═════ TASK MATERIAL ═════

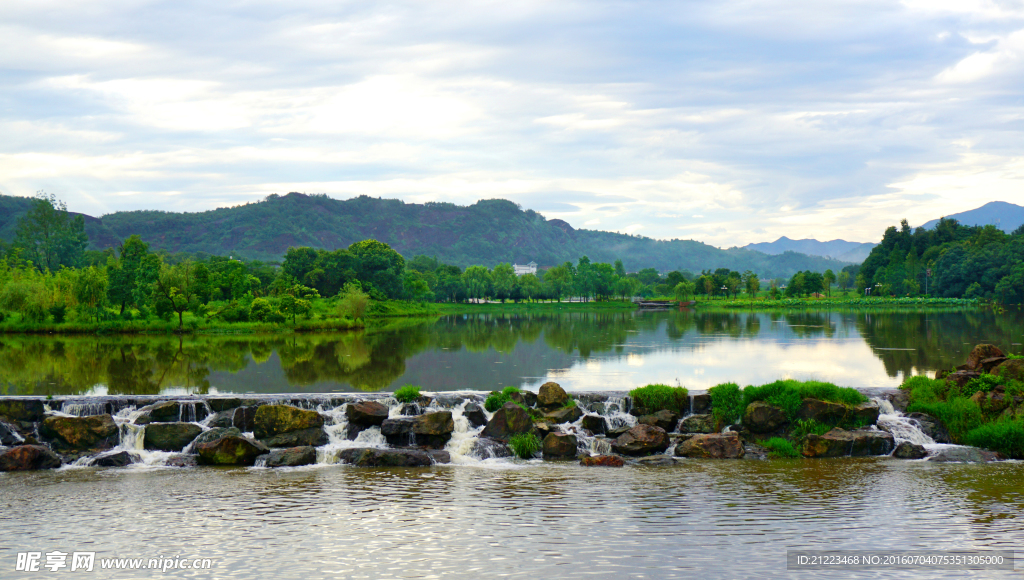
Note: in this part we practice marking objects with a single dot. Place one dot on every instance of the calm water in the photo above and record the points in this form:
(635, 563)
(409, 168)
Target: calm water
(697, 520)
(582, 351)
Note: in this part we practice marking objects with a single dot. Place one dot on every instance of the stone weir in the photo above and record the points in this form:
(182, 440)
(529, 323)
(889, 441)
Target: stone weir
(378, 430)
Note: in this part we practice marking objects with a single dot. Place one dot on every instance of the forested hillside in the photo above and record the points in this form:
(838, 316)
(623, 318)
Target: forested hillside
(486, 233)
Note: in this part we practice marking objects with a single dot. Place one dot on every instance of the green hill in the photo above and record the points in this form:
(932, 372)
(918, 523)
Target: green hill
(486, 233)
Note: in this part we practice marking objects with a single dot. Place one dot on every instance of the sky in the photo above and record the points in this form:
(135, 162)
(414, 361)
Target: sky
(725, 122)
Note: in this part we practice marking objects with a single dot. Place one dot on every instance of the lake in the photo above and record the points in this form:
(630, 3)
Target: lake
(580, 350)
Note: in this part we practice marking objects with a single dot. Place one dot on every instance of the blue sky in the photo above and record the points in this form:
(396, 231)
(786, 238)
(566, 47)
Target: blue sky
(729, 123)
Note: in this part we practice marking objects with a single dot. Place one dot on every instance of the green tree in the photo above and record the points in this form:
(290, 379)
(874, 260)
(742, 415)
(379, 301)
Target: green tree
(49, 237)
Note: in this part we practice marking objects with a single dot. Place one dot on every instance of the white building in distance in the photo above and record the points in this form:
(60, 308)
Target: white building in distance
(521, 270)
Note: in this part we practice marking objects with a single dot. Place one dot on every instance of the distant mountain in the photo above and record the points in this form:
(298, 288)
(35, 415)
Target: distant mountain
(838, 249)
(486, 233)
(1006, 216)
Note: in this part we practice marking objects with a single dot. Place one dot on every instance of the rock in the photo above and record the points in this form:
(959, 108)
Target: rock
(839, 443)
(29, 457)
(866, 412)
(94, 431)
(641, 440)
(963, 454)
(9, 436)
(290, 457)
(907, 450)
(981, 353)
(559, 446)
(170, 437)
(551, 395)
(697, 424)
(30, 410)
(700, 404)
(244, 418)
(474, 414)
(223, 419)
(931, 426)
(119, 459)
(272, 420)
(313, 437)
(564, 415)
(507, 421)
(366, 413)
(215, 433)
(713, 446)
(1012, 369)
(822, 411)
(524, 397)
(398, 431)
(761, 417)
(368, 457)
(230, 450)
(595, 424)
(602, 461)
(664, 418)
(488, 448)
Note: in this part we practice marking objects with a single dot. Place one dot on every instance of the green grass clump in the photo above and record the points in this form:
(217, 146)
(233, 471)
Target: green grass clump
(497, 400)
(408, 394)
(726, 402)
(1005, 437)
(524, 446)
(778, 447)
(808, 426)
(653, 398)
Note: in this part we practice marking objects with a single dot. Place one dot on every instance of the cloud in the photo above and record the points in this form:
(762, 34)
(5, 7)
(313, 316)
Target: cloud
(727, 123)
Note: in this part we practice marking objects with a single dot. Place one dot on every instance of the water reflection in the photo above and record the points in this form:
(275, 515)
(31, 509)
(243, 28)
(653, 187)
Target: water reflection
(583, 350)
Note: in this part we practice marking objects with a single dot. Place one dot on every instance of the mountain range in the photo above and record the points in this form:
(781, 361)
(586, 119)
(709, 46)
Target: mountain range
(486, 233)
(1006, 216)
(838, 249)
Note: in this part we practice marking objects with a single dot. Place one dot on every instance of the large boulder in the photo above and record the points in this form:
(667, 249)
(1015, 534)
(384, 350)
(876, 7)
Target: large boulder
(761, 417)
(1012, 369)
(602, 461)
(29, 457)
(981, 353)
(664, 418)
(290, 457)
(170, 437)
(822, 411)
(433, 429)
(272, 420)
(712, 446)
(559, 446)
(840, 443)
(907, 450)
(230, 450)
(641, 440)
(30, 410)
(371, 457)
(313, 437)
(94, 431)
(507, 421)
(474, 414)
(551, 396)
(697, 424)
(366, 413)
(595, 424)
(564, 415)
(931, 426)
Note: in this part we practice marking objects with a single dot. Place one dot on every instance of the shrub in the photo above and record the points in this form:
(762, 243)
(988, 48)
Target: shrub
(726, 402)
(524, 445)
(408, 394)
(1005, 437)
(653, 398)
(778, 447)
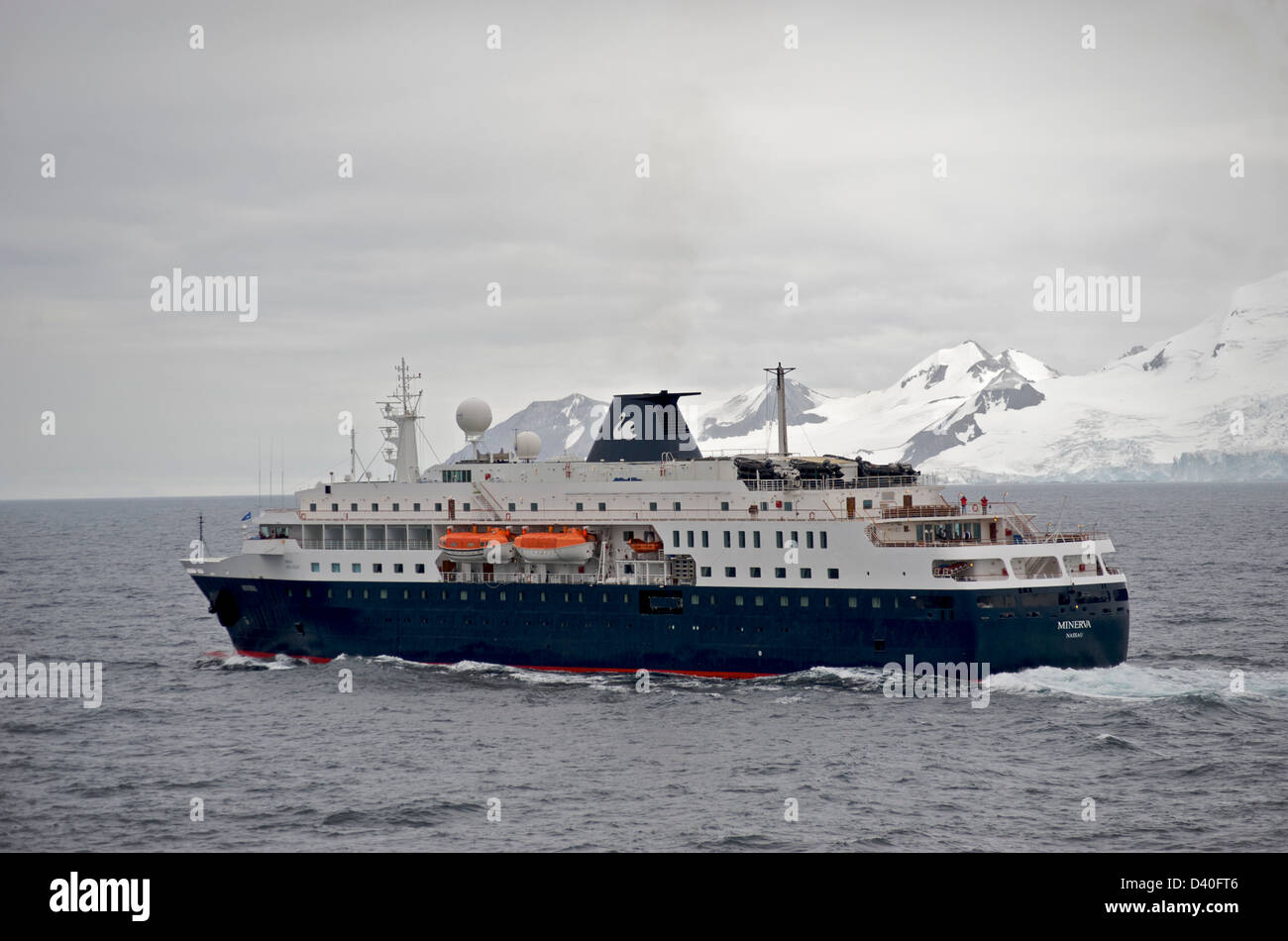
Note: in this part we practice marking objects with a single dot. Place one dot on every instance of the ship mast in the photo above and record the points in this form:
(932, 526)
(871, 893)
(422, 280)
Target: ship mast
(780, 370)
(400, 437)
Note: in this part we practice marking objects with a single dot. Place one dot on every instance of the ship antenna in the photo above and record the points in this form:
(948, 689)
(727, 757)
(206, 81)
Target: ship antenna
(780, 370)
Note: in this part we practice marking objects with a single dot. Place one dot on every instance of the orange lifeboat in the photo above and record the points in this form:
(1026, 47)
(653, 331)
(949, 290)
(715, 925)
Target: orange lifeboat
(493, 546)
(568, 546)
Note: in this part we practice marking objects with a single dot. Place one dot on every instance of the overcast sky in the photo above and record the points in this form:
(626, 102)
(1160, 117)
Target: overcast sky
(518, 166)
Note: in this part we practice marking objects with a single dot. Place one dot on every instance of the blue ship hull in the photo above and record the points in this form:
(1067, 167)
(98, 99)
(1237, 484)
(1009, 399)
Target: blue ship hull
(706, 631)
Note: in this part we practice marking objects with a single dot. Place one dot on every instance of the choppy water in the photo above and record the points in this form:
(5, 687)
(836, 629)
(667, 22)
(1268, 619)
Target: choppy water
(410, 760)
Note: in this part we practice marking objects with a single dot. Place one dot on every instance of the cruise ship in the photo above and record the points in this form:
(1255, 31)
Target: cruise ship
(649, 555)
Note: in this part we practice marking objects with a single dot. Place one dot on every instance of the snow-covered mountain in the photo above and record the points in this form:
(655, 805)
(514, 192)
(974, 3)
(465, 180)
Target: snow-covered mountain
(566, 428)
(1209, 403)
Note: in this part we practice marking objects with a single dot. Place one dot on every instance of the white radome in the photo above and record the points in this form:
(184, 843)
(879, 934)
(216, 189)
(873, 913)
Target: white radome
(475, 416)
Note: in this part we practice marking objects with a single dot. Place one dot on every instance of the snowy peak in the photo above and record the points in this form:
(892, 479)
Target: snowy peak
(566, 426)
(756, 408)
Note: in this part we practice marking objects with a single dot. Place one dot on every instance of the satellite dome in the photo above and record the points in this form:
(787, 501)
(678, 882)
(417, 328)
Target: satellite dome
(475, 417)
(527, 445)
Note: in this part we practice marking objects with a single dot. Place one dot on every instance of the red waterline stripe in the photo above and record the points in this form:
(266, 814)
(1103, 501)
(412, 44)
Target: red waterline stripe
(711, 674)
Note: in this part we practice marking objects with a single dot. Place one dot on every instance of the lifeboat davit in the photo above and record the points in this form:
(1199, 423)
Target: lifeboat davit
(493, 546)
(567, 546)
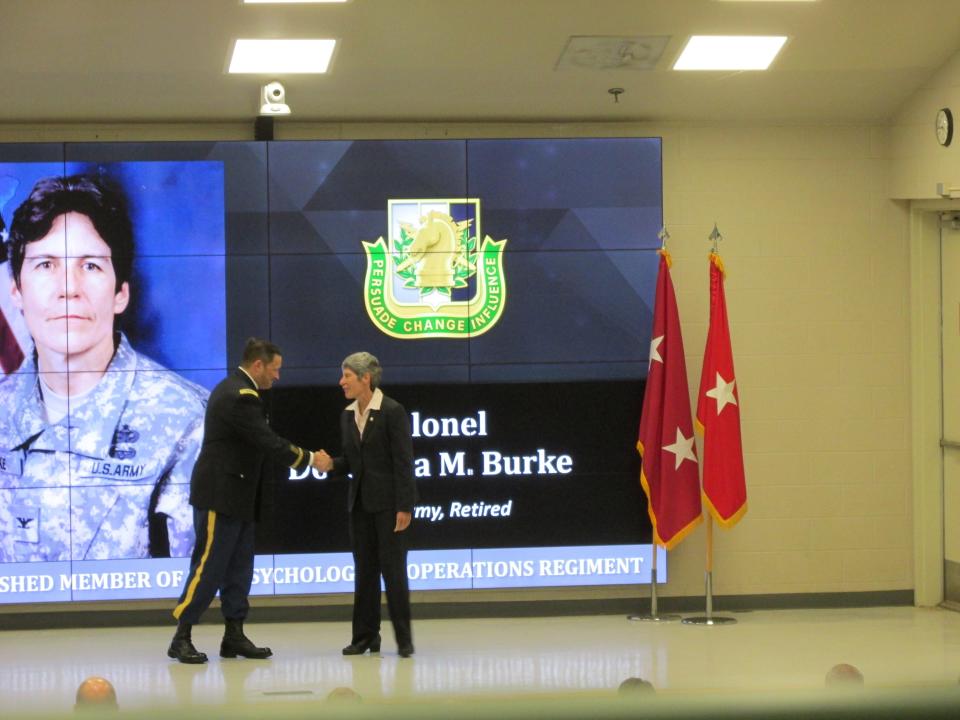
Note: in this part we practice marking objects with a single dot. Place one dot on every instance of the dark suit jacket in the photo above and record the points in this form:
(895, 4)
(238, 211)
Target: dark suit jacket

═════

What is needed is an exact reproduction of the data, pictures excluded.

Note: in this part we practice marking objects with a single dot. Place one dot on every instance of the calm water in the photo above and record the points in this form:
(635, 563)
(409, 168)
Target: calm water
(697, 520)
(582, 351)
Note: in this part we practice marking objects with a single dot. Place one dot on every instance of the stone weir in the photo above and record the points in this form:
(182, 440)
(529, 323)
(889, 441)
Target: stone weir
(378, 430)
Note: in this part we practice marking objects with a single dot. Place one dot on every instance of the forested hillside in the photo above and record the points in this form:
(838, 316)
(623, 318)
Target: forested hillside
(486, 233)
Note: in this part we practice marking objects with a single dot. Place one dot on every instance of the green hill in the photo above and record the points in this form:
(932, 372)
(918, 523)
Target: green hill
(486, 233)
Note: in this part we practice marking objects with a single dot. Place one dot on every instance of the sky in the photo above and record the points in this form:
(135, 162)
(414, 361)
Target: sky
(725, 122)
Note: in this part we practice marking objects with a single dot. Place one dot on every instance of the lake in the photo above and record the points in this form:
(630, 3)
Target: lake
(580, 350)
Note: in this part we practice marking objects with a single dot. Place one dot on every instance of the blue sky in the photo above and record the points in this form:
(396, 231)
(786, 238)
(566, 47)
Target: blue sky
(729, 123)
Note: in this part we practice marking objects with a single dot. Place one dot on every instance of the green tree in the photo above and record the points in this form:
(290, 379)
(874, 260)
(742, 415)
(379, 301)
Target: green tree
(49, 237)
Note: in this part we practice marking objects with a single dot. Place one dot on every instance of the white building in distance in the photo above and record the points in this form:
(60, 308)
Target: white building in distance
(521, 270)
Note: in this part we practice marking objects with a single dot. Place one dot on every instance of the distant mountain in the photo above and record the points in this form:
(298, 288)
(35, 415)
Target: distant mountain
(838, 249)
(486, 233)
(1006, 216)
Note: in this part we practice marking objects with a single dot. Place one dot on every instance of the rock in the photo above and record the points in this form:
(959, 108)
Target: rock
(839, 443)
(29, 457)
(866, 412)
(94, 431)
(641, 440)
(963, 454)
(9, 436)
(290, 457)
(907, 450)
(981, 353)
(559, 446)
(170, 437)
(551, 395)
(697, 424)
(30, 410)
(700, 404)
(244, 418)
(474, 414)
(223, 419)
(931, 426)
(119, 459)
(272, 420)
(313, 437)
(564, 415)
(507, 421)
(366, 413)
(215, 433)
(713, 446)
(1012, 369)
(822, 411)
(524, 397)
(398, 431)
(761, 417)
(368, 457)
(230, 450)
(595, 424)
(602, 461)
(664, 418)
(488, 448)
Note: in this part we practice marking objects with a single dot. Place one dot on every instance of the green grass clump in the photo above and record the points in this form:
(217, 146)
(233, 471)
Target: green grass clump
(497, 400)
(408, 394)
(726, 402)
(1005, 437)
(524, 446)
(778, 447)
(808, 426)
(653, 398)
Note: in this part we practice marking objects with a single dot. Place one dot on every instance of the cloud in the photo above and record the points in this form:
(762, 34)
(5, 7)
(313, 316)
Target: cloud
(727, 123)
Note: in this part we practice marking objects with a single dot. Place one dot on every instance of the water reflection in the photo above and record the points in this form:
(275, 515)
(31, 509)
(243, 28)
(653, 187)
Target: water reflection
(583, 350)
Note: in this part we practice marking objects with a single dot. Place one dot on every instance of the mountain range in the photo above and record the points in this form:
(781, 361)
(586, 119)
(709, 46)
Target: mountain range
(486, 233)
(1006, 216)
(838, 249)
Note: in this part we practice marking objects with a single dot. Place one dot on every instance of the large boulder in the photo above and record the points in this form:
(667, 249)
(1015, 534)
(384, 350)
(876, 7)
Target: large boulder
(761, 417)
(1012, 369)
(602, 461)
(29, 457)
(981, 353)
(664, 418)
(290, 457)
(170, 437)
(822, 411)
(433, 429)
(272, 420)
(712, 446)
(559, 446)
(840, 443)
(907, 450)
(230, 450)
(641, 440)
(30, 410)
(371, 457)
(313, 437)
(94, 431)
(507, 421)
(474, 414)
(551, 396)
(697, 424)
(366, 413)
(595, 424)
(564, 415)
(931, 426)
Note: in this part we practice marking objects with a single dot. Place one dot on every instance of the shrub in the photo above and record the points in this form:
(762, 243)
(988, 48)
Target: shrub
(726, 402)
(524, 445)
(408, 394)
(1005, 437)
(653, 398)
(778, 447)
Note: in this part we practice marking objects with a single dot. Place one dot on every instance of the ship mast in the photo above and record the points in this form:
(932, 526)
(871, 893)
(422, 280)
Target: ship mast
(780, 370)
(400, 437)
Note: in this part we practice marking objects with a single dot. Place one dot on every instance of the ship antenna in the photo above and record the points in this form:
(948, 689)
(727, 757)
(206, 81)
Target: ship antenna
(780, 370)
Note: in this part we practice marking objects with a single dot. Place one dot on every instance of the orange lifeboat in the photo above and record the points in this form:
(1026, 47)
(653, 331)
(949, 290)
(715, 925)
Target: orange lifeboat
(493, 546)
(568, 546)
Note: in this part we practice marking objects with a single dot. Place one dot on every instance of the overcast sky in the photo above and record the points in this form:
(626, 102)
(1160, 117)
Target: overcast sky
(518, 166)
Note: in this part we practice marking objects with a single dot. Place one dot on every instance of the blue ship hull in the photo above and record the points in this form:
(1067, 167)
(98, 99)
(1237, 484)
(1009, 399)
Target: blue ship hull
(706, 631)
Note: in this part we practice marking objects with a single dot. Place one dot on every instance of the choppy water in the photo above and record the points in this form:
(5, 687)
(836, 629)
(667, 22)
(1268, 619)
Target: choppy water
(410, 760)
Note: in this part we practice marking objects with a single dot. Place one dot on every instance of the cruise ship in the photo above and record the points in this form:
(1255, 31)
Target: cruise ship
(649, 555)
Note: in this part we practice marking objects with a single dot. Place one dot on every instance of the snow-covered mountain in the photo above and record the points in this form:
(655, 805)
(514, 192)
(974, 3)
(465, 180)
Target: snow-covered mountain
(566, 428)
(1209, 403)
Note: in this part we practice marking objects with a single dot. Place one dot on every instance of the white radome in the photo above and record the points in this form:
(184, 843)
(879, 934)
(216, 189)
(873, 913)
Target: white radome
(475, 416)
Note: in this part we practice marking objects with a single dot. Place one dot on every instance of the snowy peak in the photo above and record the points in this form:
(892, 479)
Target: snowy peak
(566, 426)
(756, 408)
Note: in this part we practice marking objects with a single dot. Place one dot on every instance of the satellite dome in the photo above and record the points in this form:
(787, 501)
(678, 882)
(417, 328)
Target: satellite dome
(475, 417)
(527, 445)
Note: in this part we practice marking objects with a single dot. Place one dot on every instance of the red waterline stripe in the photo above and record the points in this form:
(266, 814)
(1103, 501)
(412, 44)
Target: red waterline stripe
(711, 674)
Note: in this part we practice marking objects with a single dot. Place one dot on every instance of the lifeboat davit in the photo above and record the points in this form:
(1199, 423)
Target: lifeboat davit
(493, 546)
(567, 546)
Note: in this part we practice marking objects with a single dot. Place one dot on every instance of the dark suit jacket in the photo above and record the points in this form:
(895, 4)
(238, 211)
Target: dark suit jacket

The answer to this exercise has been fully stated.